● Records from a data collection
*-*-*
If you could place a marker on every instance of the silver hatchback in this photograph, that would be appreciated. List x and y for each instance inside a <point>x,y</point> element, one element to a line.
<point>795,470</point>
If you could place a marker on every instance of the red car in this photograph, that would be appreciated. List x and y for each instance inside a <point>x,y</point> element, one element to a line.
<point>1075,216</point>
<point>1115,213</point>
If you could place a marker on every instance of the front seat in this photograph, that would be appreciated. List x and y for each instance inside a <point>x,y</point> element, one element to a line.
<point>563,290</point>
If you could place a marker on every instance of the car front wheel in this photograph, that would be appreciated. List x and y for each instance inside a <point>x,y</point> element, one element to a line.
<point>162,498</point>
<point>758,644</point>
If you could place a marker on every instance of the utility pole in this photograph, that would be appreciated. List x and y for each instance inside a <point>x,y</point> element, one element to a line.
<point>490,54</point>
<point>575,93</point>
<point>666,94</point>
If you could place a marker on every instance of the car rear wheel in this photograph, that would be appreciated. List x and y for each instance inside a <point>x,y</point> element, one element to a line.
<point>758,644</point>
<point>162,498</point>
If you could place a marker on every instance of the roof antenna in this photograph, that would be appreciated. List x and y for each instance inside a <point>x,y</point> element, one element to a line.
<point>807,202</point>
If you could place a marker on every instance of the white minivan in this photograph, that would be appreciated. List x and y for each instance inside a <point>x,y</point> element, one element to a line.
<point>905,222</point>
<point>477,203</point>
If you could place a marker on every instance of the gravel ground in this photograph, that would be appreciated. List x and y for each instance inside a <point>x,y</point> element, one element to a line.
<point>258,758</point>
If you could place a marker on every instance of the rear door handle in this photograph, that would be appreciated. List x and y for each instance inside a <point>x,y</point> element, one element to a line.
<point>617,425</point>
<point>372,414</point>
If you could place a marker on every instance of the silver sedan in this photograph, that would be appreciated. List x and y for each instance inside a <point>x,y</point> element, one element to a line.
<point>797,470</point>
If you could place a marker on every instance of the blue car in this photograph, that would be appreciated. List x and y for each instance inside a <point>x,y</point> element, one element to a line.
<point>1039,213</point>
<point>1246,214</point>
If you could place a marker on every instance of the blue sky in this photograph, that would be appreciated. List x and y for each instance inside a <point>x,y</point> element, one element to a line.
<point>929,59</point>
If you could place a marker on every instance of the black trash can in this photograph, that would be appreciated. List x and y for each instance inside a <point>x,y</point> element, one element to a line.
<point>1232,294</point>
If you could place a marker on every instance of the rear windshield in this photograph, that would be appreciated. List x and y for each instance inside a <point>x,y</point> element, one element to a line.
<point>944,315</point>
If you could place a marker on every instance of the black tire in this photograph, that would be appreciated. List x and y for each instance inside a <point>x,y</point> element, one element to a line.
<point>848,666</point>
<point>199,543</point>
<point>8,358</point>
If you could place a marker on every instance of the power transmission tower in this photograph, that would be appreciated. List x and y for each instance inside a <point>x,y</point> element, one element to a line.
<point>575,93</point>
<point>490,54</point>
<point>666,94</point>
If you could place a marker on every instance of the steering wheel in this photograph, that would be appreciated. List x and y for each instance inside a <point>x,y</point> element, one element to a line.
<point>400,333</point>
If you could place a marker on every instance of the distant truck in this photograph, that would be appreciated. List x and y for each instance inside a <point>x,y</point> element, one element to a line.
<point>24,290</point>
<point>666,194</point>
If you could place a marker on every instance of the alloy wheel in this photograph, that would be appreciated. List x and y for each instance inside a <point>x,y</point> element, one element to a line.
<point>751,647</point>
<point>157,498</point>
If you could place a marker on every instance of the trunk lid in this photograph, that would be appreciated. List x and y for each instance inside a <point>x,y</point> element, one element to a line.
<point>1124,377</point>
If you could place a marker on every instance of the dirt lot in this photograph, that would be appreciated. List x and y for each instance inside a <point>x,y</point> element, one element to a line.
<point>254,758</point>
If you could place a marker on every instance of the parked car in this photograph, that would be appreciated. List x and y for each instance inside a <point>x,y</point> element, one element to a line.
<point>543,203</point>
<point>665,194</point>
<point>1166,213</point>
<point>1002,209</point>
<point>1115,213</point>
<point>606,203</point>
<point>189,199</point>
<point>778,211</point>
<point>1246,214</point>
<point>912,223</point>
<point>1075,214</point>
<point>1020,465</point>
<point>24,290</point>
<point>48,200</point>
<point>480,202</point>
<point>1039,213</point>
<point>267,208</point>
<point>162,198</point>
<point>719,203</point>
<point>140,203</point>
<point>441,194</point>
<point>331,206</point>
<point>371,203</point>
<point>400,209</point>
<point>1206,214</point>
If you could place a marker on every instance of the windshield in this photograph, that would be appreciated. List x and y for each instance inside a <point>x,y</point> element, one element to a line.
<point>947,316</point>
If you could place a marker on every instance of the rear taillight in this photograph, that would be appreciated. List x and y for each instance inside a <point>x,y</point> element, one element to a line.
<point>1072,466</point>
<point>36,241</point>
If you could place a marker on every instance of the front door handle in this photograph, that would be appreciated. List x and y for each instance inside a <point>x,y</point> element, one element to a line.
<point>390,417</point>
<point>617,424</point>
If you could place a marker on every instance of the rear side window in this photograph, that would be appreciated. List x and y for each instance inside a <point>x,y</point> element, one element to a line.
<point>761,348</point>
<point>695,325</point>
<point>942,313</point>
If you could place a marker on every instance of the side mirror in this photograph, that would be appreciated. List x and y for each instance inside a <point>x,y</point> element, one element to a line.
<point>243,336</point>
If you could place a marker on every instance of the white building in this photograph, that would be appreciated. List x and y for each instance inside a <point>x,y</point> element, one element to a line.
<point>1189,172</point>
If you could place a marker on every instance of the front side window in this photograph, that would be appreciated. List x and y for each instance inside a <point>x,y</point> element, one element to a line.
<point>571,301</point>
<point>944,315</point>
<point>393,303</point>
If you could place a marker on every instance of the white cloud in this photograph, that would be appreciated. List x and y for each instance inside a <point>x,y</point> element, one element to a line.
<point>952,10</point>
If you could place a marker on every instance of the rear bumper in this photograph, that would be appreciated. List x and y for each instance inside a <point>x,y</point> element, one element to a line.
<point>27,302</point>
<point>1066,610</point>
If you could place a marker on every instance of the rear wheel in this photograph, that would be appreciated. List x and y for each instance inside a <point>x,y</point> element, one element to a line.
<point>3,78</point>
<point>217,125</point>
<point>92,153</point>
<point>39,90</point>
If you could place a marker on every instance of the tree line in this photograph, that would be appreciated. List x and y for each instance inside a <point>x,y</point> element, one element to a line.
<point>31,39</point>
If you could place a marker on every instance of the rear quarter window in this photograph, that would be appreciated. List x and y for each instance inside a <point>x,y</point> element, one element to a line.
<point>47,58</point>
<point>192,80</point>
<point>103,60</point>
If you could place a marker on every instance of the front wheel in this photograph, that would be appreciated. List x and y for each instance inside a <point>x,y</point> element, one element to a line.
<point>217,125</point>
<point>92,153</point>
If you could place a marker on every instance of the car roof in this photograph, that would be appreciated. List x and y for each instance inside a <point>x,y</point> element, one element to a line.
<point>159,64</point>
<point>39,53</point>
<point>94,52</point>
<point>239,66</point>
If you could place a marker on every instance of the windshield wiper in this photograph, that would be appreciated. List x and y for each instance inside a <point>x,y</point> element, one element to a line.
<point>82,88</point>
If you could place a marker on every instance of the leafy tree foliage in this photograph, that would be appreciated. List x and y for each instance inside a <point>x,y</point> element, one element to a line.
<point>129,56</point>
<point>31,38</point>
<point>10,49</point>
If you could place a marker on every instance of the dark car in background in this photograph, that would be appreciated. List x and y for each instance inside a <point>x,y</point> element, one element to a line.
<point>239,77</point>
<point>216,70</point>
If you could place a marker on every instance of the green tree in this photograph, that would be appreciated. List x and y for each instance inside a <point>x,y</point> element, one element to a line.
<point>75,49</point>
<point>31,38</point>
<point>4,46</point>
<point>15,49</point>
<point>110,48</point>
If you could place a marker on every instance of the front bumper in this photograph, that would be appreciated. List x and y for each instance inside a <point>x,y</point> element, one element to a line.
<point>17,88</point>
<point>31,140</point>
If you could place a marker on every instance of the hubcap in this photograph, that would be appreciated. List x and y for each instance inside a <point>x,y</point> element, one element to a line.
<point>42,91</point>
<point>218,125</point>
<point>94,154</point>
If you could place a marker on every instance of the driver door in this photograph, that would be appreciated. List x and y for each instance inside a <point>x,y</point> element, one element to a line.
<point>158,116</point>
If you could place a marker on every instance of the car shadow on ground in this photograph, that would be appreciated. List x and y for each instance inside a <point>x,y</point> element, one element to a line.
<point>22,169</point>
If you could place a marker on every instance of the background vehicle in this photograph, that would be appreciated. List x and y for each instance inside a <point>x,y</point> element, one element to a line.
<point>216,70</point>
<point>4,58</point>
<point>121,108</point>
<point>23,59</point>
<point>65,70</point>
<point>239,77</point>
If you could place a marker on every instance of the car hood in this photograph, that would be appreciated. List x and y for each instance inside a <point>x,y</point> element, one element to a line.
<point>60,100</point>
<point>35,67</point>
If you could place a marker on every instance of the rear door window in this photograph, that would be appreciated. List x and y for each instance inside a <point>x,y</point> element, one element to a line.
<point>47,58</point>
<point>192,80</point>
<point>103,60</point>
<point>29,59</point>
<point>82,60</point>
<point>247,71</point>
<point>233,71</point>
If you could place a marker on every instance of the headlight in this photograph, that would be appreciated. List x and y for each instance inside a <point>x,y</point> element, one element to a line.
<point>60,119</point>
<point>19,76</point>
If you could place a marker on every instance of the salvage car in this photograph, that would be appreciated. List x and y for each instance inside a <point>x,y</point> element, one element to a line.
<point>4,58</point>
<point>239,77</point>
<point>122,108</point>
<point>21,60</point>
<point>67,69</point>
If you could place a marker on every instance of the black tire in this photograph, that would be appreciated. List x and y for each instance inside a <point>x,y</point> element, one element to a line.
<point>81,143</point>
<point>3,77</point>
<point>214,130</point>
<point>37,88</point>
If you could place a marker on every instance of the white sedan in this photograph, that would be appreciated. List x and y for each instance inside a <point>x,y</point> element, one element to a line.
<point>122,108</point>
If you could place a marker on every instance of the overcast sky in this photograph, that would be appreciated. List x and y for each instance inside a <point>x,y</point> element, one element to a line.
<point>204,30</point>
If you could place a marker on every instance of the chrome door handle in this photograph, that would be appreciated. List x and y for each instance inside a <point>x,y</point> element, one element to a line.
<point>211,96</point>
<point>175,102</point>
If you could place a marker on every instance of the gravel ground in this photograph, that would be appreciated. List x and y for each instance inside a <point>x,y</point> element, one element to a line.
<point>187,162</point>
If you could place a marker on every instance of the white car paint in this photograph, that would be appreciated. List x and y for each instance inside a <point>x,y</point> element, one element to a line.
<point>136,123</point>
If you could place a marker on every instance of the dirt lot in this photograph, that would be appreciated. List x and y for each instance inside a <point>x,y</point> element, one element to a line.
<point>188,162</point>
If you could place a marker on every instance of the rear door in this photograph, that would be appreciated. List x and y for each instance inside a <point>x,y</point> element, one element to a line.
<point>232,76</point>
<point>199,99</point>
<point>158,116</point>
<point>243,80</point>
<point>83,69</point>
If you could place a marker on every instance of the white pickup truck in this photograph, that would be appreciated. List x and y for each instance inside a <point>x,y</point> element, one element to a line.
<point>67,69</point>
*-*-*
● Exercise details
Retype exactly the lines from the one containing "rear door in" through the last line of the records above, including both.

● Result of the task
If you could place a marker on every instance of the rear door in this photograph, that would be appreciated. List x and y for each instance inside a <point>x,y</point> element, one element to a line.
<point>232,76</point>
<point>199,99</point>
<point>158,116</point>
<point>243,80</point>
<point>83,69</point>
If you could place a marker on every instance of the white pickup truck in this photograph, that would be appreciated. List x and y for each instance inside a <point>x,y</point> element, one element to a line.
<point>67,69</point>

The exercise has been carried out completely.